> **Challenge**
Rewrite the rows below, swapping "Mark each instance with a point" for "Put a point on every instance" and leaving everything else as it is. Omit the pictures from your answer.

> **Provided information**

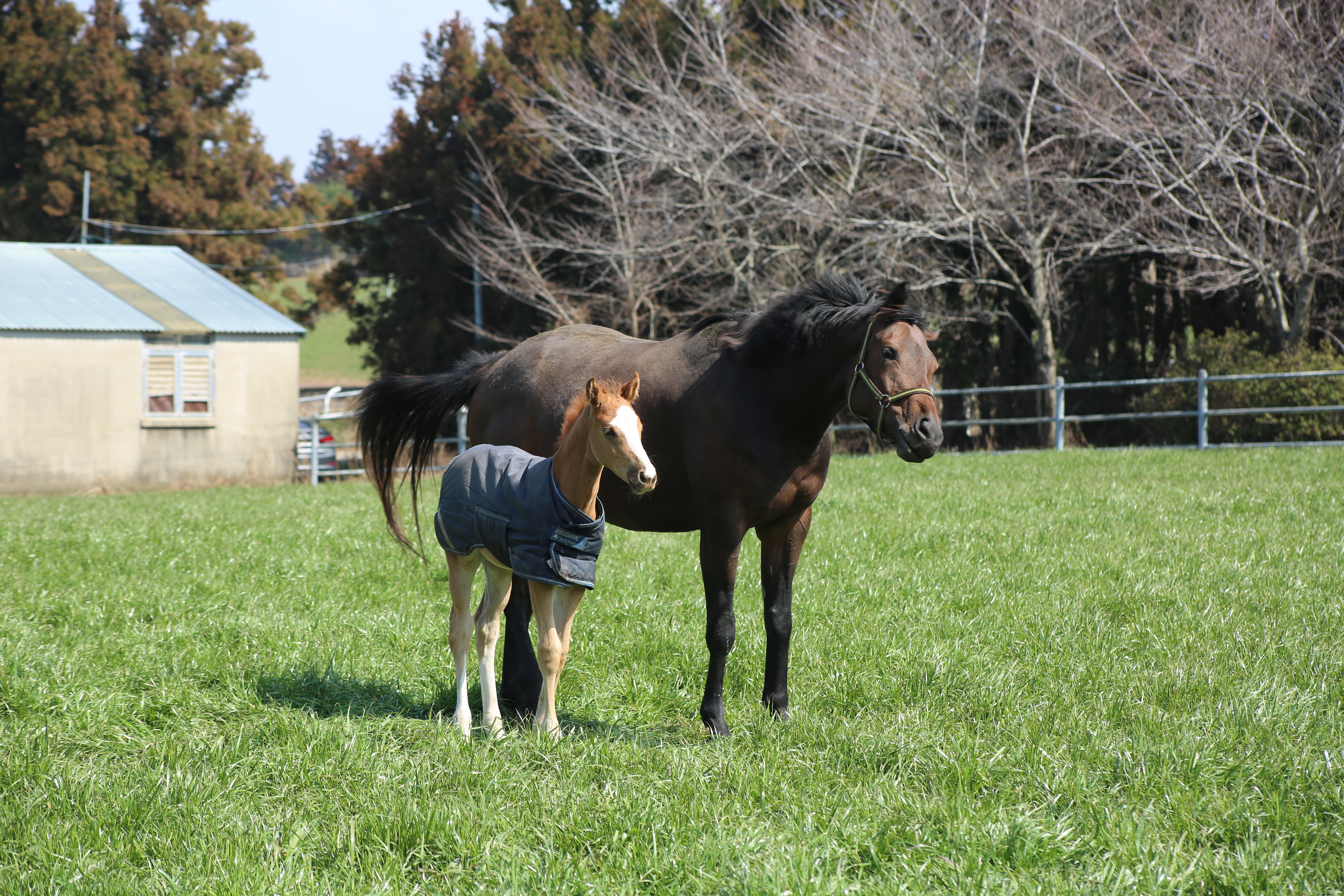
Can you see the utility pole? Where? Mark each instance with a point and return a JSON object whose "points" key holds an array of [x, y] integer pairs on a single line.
{"points": [[476, 273], [84, 221]]}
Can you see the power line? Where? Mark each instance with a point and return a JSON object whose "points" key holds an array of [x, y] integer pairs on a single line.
{"points": [[154, 230]]}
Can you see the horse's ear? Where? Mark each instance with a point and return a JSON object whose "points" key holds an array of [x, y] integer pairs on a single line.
{"points": [[896, 296], [631, 390]]}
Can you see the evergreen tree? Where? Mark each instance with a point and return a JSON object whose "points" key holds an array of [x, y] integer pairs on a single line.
{"points": [[155, 126]]}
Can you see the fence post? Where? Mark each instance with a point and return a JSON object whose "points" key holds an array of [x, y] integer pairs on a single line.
{"points": [[1202, 409], [312, 451], [1060, 413]]}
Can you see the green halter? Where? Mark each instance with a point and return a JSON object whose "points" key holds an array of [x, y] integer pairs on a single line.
{"points": [[884, 399]]}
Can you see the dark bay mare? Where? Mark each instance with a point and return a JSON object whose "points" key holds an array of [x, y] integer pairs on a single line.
{"points": [[736, 413]]}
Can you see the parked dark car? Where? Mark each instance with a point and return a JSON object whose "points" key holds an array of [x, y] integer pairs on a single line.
{"points": [[326, 452]]}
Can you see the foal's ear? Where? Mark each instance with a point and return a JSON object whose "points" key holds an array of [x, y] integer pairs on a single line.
{"points": [[631, 390], [896, 296]]}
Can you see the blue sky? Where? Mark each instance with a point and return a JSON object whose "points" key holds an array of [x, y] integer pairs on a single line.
{"points": [[330, 62]]}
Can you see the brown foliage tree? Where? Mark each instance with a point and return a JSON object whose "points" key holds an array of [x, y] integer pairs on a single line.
{"points": [[154, 123]]}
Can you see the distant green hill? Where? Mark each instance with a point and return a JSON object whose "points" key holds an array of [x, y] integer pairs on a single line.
{"points": [[325, 357]]}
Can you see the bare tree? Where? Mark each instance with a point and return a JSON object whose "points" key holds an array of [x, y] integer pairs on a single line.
{"points": [[1232, 116], [953, 116], [667, 193]]}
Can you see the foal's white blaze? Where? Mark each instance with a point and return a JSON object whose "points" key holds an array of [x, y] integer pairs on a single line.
{"points": [[628, 424]]}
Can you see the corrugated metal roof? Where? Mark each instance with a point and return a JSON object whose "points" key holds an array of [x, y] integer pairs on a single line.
{"points": [[131, 292], [197, 291], [39, 292]]}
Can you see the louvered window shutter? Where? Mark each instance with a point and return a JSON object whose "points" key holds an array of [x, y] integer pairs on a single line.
{"points": [[196, 385], [161, 385]]}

> **Result**
Can you see the utility pole? Where? Put a point on every instance and return a JSON object whose "points" key holds an array of [x, y] integer pairs on a single line.
{"points": [[476, 273], [84, 221]]}
Can you see the power line? Where? Put a point on every instance and return a JSON object whose "points" key holds an array of [x, y] integer pairs on a single line.
{"points": [[154, 230]]}
Can you see the horse's ear? Where? Put a point on every instance and return a JSON object whose "points" key holds an array of [x, y] integer pairs on a single line.
{"points": [[896, 296], [631, 390]]}
Can you see the evergreen tree? Where? Put a point on every instance and return a JSON object whose "points" key holds an array of [x, y] integer pairs on a single line.
{"points": [[155, 126]]}
Can you see the fence post? Where? Put a point on every instance and return a JSON object whose "points" key holds an array of [x, y] integer pairs on a single line.
{"points": [[1202, 409], [312, 451], [1060, 413]]}
Can you see the green halter? Where? Put a point on every instance and return a JSON object whose "points" key holds an array of [x, y] integer pairs on a single line.
{"points": [[884, 399]]}
Can you see the dark bay mare? Where? Put a point on every instance and return a JSON object whose "points" key holds an array of [x, y] integer pairs on a single line.
{"points": [[736, 413]]}
Can you see the parked dark car? Where? Put a point on every instance and return a JSON object whose "points" key holds an array of [x, y] integer pairs on a single line.
{"points": [[326, 452]]}
Can you see the foal's ear? Where? Put a point on every instance and return a JSON object whose "points" key holds an array of [x, y] integer pairs on a single line.
{"points": [[631, 390], [896, 296]]}
Can you see the blue sky? Where? Put a point on every instance and return a JSON object whose "points" key holds an array of [x, y] integer pairs on a single line.
{"points": [[330, 62]]}
Can you see the brown foliage tree? Where? Put a point on every instance and return a JSON object whose "points" key holds an array of [x, y] integer pairs on a single line.
{"points": [[154, 123]]}
Can you see the distant green hill? Where? Put a point on every instance and return a JSON object whose "points" key holds an array of [x, y] integer pairs on a single line.
{"points": [[325, 357]]}
Can you see the bare tree? Where? Put a point on every instance and return a JSON object whose "points" key holds an array of [x, y] integer pairs on a single line.
{"points": [[1232, 116], [953, 116], [667, 193]]}
Can you see the foal's white blaze? Where? Put a point on every instance and return a JSON object whose "points" key holds an array of [x, y] integer pairs on a single line.
{"points": [[628, 424]]}
Can you see the corrugated metal roof? Where? Put a point on every instance and return a JSON object whose "points" key holds an array of [x, y] integer pairs on a single line.
{"points": [[131, 292], [197, 291], [39, 292]]}
Can you see the louvered window shutter? Where? Put a point on every instance and return a JSON object whose "points" key holds an array of [x, y] integer pairs on a single line.
{"points": [[196, 385], [161, 385]]}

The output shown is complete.